>> BEGIN TEXT BLOCK

24

I want to store a 4-byte int in a char array... such that the first 4 locations of the char array are the 4 bytes of the int.

Then, I want to pull the int back out of the array...

Also, bonus points if someone can give me code for doing this in a loop... IE writing like 8 ints into a 32 byte array.

int har = 0x01010101;
char a[4];
int har2;

// write har into char such that:
// a[0] == 0x01, a[1] == 0x01, a[2] == 0x01, a[3] == 0x01 etc.....

// then, pull the bytes out of the array such that:
// har2 == har

Thanks guys!

EDIT: Assume int are 4 bytes...

EDIT2: Please don't care about endianness... I will be worrying about endianness. I just want different ways to acheive the above in C/C++. Thanks

EDIT3: If you can't tell, I'm trying to write a serialization class on the low level... so I'm looking for different strategies to serialize some common data types.

>> END TEXT BLOCK
>> BEGIN GIVEN ENTRIES

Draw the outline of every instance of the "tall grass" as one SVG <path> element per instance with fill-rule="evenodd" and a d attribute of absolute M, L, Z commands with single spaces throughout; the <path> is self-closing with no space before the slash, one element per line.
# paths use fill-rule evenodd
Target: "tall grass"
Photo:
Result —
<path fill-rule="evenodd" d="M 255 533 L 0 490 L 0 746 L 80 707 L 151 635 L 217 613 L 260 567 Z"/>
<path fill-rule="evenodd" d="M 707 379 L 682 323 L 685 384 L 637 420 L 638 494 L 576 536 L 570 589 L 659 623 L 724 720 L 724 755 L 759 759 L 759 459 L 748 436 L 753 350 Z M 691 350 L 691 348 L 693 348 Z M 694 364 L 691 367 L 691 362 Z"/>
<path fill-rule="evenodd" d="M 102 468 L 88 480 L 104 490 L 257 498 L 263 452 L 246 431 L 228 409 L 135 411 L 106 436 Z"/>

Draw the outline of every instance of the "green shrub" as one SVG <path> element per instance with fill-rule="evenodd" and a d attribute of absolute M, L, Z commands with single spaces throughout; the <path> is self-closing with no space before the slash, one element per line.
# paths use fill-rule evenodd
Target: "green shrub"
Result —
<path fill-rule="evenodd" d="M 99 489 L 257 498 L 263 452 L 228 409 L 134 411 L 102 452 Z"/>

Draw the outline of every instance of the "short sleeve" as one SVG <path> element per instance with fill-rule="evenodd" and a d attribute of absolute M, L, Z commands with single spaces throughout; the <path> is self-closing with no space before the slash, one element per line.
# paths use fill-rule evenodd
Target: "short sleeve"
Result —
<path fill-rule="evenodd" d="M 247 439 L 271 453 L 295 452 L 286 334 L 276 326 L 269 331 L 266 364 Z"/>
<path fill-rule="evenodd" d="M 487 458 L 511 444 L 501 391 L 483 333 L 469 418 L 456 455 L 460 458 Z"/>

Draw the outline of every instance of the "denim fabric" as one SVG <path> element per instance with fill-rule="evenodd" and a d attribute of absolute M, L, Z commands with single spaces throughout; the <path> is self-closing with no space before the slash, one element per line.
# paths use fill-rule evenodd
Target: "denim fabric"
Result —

>> END GIVEN ENTRIES

Copy the post from "EDIT: Assume int" to "common data types.", switching "endianness" to "byte order". Draw only on the post.

EDIT: Assume int are 4 bytes...

EDIT2: Please don't care about byte order... I will be worrying about byte order. I just want different ways to acheive the above in C/C++. Thanks

EDIT3: If you can't tell, I'm trying to write a serialization class on the low level... so I'm looking for different strategies to serialize some common data types.